--- Data shown ---
_ _ _ _
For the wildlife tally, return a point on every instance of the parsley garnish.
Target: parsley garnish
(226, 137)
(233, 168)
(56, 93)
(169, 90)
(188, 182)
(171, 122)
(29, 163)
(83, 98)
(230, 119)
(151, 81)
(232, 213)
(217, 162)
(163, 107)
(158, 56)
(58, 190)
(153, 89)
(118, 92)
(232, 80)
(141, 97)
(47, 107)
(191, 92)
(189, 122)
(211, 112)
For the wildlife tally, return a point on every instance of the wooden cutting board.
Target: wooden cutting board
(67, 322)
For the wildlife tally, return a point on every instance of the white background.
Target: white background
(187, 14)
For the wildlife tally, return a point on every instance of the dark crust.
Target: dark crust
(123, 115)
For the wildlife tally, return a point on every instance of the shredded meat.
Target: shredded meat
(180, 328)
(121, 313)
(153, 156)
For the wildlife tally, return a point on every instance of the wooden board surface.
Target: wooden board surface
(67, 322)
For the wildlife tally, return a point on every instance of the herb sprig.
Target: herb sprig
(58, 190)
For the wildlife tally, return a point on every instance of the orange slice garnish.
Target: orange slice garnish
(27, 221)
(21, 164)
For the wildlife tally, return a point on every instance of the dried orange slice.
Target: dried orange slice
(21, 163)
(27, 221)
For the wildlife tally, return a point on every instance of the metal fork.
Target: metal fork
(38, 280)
_ _ _ _
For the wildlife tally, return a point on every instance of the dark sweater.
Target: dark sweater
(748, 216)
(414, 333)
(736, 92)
_ _ _ _
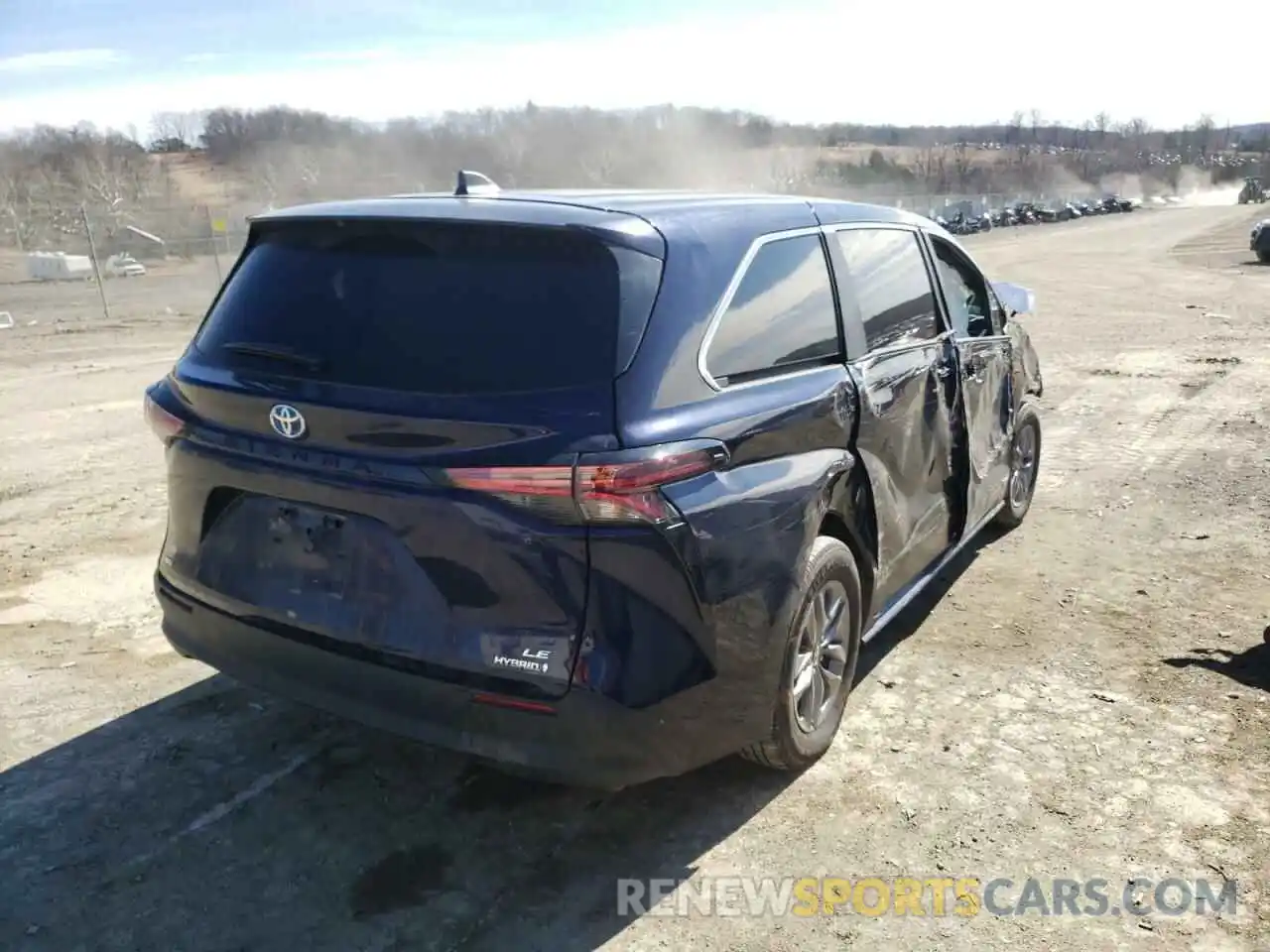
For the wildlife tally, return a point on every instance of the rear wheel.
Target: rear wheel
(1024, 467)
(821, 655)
_ _ _ _
--- Prompt ---
Tally the lines of the records above that contain the word "board" and give only that number.

--- Answer to this exercise ---
4